▸ **Description of the task**
Each record should be output exactly, with every character kept.

Referring expression grounding data:
------

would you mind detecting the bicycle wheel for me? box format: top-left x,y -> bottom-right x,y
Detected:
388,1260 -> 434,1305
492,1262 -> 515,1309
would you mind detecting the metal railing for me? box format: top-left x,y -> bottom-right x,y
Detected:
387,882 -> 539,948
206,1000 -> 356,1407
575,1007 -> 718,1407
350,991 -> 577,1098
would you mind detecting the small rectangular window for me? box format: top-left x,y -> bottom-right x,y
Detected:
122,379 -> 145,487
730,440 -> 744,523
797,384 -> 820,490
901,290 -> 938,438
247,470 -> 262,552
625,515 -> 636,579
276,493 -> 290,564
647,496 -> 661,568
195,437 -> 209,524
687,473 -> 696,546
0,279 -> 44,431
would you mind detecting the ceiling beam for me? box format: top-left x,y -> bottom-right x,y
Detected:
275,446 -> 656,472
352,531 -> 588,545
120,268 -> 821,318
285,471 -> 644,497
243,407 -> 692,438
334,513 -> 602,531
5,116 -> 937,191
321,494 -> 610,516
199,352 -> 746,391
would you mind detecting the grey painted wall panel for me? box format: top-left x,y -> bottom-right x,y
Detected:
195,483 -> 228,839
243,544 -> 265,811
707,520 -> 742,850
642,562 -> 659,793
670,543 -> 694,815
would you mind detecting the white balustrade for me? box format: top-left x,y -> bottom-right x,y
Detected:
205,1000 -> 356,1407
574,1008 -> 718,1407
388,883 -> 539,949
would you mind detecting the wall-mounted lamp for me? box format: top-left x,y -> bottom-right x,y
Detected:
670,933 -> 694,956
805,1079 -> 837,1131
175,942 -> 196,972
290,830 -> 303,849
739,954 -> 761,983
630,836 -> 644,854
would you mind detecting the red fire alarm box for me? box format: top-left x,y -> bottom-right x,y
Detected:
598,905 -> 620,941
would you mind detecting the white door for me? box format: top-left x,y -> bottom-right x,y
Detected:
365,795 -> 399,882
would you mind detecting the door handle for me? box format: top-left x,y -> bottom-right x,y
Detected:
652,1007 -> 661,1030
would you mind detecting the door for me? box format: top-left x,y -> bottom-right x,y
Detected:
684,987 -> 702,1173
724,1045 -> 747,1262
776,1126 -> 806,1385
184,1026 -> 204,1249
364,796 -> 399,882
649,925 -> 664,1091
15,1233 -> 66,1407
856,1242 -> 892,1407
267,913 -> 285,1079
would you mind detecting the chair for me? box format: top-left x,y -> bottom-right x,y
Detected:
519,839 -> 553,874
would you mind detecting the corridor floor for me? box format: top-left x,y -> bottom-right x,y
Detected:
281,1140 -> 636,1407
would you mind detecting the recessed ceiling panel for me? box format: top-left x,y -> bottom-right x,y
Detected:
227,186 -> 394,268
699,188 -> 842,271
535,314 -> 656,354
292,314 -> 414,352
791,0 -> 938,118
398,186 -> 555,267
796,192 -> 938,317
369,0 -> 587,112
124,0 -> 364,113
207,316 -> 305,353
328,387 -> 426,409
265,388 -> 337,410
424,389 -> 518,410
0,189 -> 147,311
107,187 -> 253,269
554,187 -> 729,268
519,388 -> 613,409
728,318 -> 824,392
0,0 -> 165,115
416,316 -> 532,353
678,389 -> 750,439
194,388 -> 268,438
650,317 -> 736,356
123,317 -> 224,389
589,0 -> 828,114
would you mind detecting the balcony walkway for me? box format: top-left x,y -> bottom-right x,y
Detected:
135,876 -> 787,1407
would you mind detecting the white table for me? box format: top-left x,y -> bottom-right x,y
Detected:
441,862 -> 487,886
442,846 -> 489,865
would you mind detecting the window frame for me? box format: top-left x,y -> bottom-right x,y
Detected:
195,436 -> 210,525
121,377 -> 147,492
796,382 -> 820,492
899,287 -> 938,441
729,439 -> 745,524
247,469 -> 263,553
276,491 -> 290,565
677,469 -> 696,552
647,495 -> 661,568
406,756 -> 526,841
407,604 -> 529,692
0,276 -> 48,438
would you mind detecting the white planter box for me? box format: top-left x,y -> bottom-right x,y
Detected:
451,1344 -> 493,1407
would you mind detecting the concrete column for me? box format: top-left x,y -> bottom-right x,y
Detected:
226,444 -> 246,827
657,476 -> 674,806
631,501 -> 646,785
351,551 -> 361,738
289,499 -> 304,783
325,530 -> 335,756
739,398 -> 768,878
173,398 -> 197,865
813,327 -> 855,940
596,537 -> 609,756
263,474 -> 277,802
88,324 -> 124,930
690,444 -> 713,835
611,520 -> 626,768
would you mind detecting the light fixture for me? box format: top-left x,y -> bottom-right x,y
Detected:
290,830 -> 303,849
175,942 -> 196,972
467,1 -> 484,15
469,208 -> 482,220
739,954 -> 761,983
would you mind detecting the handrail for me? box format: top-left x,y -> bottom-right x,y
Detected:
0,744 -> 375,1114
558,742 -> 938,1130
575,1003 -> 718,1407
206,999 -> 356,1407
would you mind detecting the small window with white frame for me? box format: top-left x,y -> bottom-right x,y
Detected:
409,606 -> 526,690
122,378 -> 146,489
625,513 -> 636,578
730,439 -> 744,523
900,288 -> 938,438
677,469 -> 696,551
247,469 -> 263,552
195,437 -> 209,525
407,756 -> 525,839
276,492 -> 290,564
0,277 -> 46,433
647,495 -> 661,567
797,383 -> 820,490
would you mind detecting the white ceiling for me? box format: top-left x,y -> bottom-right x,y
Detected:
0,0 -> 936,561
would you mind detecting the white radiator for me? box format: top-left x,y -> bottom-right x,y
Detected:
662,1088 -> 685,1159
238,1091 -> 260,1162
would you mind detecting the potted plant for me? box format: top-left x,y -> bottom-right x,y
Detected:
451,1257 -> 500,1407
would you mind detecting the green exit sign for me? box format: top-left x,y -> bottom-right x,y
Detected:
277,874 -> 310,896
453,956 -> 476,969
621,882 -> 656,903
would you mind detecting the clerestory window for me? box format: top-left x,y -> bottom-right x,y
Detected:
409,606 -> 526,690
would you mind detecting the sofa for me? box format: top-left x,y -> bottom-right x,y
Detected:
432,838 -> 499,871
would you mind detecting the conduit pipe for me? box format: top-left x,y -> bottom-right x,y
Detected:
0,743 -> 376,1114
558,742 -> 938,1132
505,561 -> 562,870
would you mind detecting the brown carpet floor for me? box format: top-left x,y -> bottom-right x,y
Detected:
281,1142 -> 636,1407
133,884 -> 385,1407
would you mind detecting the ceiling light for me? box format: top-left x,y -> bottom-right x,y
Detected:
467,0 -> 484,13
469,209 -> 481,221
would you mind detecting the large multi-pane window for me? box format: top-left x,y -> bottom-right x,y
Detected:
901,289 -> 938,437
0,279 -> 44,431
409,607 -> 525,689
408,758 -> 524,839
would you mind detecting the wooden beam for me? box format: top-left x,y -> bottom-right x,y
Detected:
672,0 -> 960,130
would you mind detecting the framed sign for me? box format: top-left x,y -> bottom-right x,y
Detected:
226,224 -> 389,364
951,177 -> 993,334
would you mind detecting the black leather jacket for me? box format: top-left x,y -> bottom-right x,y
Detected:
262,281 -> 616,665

------

▸ **The answer**
would you mind detecting the bicycle wheel for me? box format: top-left x,y -> bottom-right x,y
Detected:
388,1260 -> 434,1305
492,1262 -> 515,1309
would you mind detecting the metal railing for me? box format: top-left x,y -> bottom-right x,y
Detected:
387,882 -> 539,948
206,1000 -> 356,1407
575,1007 -> 718,1407
350,991 -> 577,1098
would you mind detecting the small rectangular window for me? box format: top-left x,y -> bottom-right x,y
Detected:
122,379 -> 145,487
730,440 -> 744,523
797,384 -> 820,490
901,290 -> 938,438
247,470 -> 262,552
625,515 -> 636,579
276,493 -> 290,564
647,496 -> 661,568
195,437 -> 209,524
687,473 -> 696,546
0,279 -> 44,431
would you mind detecting the ceiling beam for me? box format: top-left x,y -> bottom-right x,y
Detected:
275,446 -> 656,472
352,531 -> 588,545
120,268 -> 821,318
285,471 -> 644,497
243,407 -> 692,438
334,513 -> 602,531
5,116 -> 937,191
321,494 -> 610,516
199,352 -> 746,391
would you mind detecting the grey painted wall panel for me? box format: top-left x,y -> bottom-right x,y
Detected:
195,483 -> 228,839
243,544 -> 265,811
707,520 -> 742,850
642,562 -> 659,793
670,543 -> 694,815
would you mind detecting the white balustrade for me? box format: top-left x,y -> bottom-right x,y
Detected:
205,1000 -> 356,1407
574,1008 -> 718,1407
388,883 -> 539,949
would you mind detecting the wall-mounted lamp for me? box format: top-left x,y -> bottom-right x,y
Detected:
670,933 -> 694,956
805,1079 -> 837,1131
175,942 -> 196,972
290,830 -> 303,849
739,954 -> 761,983
630,836 -> 644,854
would you mind detecting the red fire alarm box for me? box format: top-left x,y -> bottom-right x,y
Detected:
598,905 -> 620,941
would you mind detecting the white door for me? box format: top-left x,y -> bottom-right x,y
Detected:
365,795 -> 399,882
would you mind detecting the door handle for me? box format: top-left x,y -> bottom-right x,y
Detected:
652,1007 -> 661,1030
would you mind detecting the door for me? box format: top-left x,y -> bottom-right x,y
Detected:
684,987 -> 702,1173
724,1045 -> 747,1262
776,1126 -> 806,1385
184,1026 -> 204,1249
364,796 -> 399,882
649,925 -> 664,1091
15,1233 -> 66,1407
856,1242 -> 892,1407
267,913 -> 285,1079
would you mind detecting the chair for me? box format: top-left x,y -> bottom-right x,y
Detected:
519,839 -> 553,874
would you mind detecting the corridor floor for me? box format: top-left x,y -> bottom-right x,y
Detected:
281,1140 -> 636,1407
would you mind detecting the recessed ceiling panel for me? box format: top-left x,y -> bottom-right x,y
Detected:
227,186 -> 394,268
699,188 -> 842,271
535,314 -> 656,354
292,314 -> 414,352
791,0 -> 938,118
398,186 -> 555,267
796,192 -> 938,317
369,0 -> 587,112
124,0 -> 364,113
207,316 -> 305,353
328,387 -> 426,409
265,388 -> 337,410
424,389 -> 518,410
0,189 -> 147,311
107,187 -> 253,269
554,187 -> 729,268
519,388 -> 613,409
728,318 -> 824,392
0,0 -> 165,115
416,316 -> 532,353
678,389 -> 750,439
194,388 -> 268,438
650,317 -> 736,356
123,317 -> 224,389
589,0 -> 828,114
would you mind detecting the balcony walkway for me? box format: top-left x,y -> bottom-right x,y
Detected:
135,876 -> 787,1407
would you mind detecting the white table for me? box format: top-left x,y -> bottom-right x,y
Detected:
441,862 -> 487,886
442,846 -> 489,865
would you mind detecting the window frame for me? box format: top-left x,y -> bottom-right x,y
Detected:
195,436 -> 210,525
121,377 -> 147,492
796,382 -> 820,492
899,287 -> 938,441
729,439 -> 745,524
247,469 -> 263,553
276,491 -> 290,565
677,469 -> 696,552
647,495 -> 661,568
406,756 -> 526,841
407,604 -> 529,692
0,276 -> 48,438
would you mind detecting the white planter box for me? box format: top-left x,y -> bottom-right x,y
Detected:
451,1344 -> 493,1407
would you mind detecting the concrete column for me? box format: top-left x,y -> bottom-right x,y
Detected:
226,444 -> 246,827
657,476 -> 674,806
631,501 -> 646,785
351,551 -> 361,738
289,499 -> 304,783
325,530 -> 335,756
739,398 -> 768,878
173,398 -> 197,865
813,327 -> 855,940
596,537 -> 609,756
263,474 -> 277,802
88,324 -> 124,930
690,444 -> 713,835
611,520 -> 626,768
would you mind detecting the light fixture for me? box format: top-left x,y -> bottom-right x,y
Detected:
290,830 -> 303,849
175,942 -> 196,972
467,1 -> 484,15
469,208 -> 482,220
739,954 -> 761,983
would you mind detecting the handrail for me? box format: top-left x,y -> bottom-right x,y
Detected:
0,744 -> 375,1114
558,742 -> 938,1130
575,1003 -> 718,1407
206,999 -> 356,1407
would you mind detecting the small window with white frame for me? box format: top-left x,y -> bottom-right x,y
Detected:
409,606 -> 526,690
122,378 -> 146,489
625,513 -> 636,578
730,439 -> 744,523
900,288 -> 938,438
677,469 -> 696,551
247,469 -> 263,552
195,437 -> 209,525
407,756 -> 525,839
276,492 -> 290,564
0,277 -> 46,433
647,495 -> 661,567
797,383 -> 820,490
would you mind detecting the white ceiling for me? box format: top-left x,y -> bottom-right x,y
Detected:
0,0 -> 936,561
would you mind detecting the white radiator for me? box format: top-left x,y -> bottom-right x,y
Detected:
662,1088 -> 685,1159
238,1091 -> 260,1162
would you mind detecting the potted plant for me? box format: top-left x,y -> bottom-right x,y
Detected:
451,1257 -> 500,1407
would you mind detecting the green exit sign for me? box format: top-left x,y -> bottom-right x,y
Detected:
277,874 -> 310,896
453,956 -> 476,969
621,882 -> 656,903
would you mind detecting the clerestory window for me? box format: top-left x,y -> bottom-right x,y
Detected:
409,606 -> 526,690
would you mind detecting the sofa for me? box format: top-left x,y -> bottom-right x,y
Detected:
432,838 -> 499,871
would you mind detecting the conduit pipe for me? box format: top-left x,y -> bottom-right x,y
Detected:
0,743 -> 376,1114
558,742 -> 938,1132
505,561 -> 562,870
would you mind detecting the brown carpet floor for me? box format: top-left x,y -> bottom-right x,y
Detected:
281,1142 -> 636,1407
133,884 -> 385,1407
would you mind detecting the ceiling light for me? box format: top-left x,y -> bottom-right x,y
Detected:
467,0 -> 484,13
469,209 -> 481,221
would you mind detecting the large multi-pane window for me? box format: top-left x,y -> bottom-right x,y
Detected:
901,289 -> 938,437
0,279 -> 44,431
409,607 -> 525,689
408,758 -> 524,839
would you mind detecting the wooden beam for me? box format: top-left x,y -> bottom-right x,y
Detected:
672,0 -> 960,130
would you mind detecting the framed sign for me? box format: top-left x,y -> bottom-right x,y
Detected:
226,224 -> 389,364
951,177 -> 993,334
would you mind detecting the black leather jacket for me? box format: top-left x,y -> bottom-right x,y
Detected:
262,281 -> 616,665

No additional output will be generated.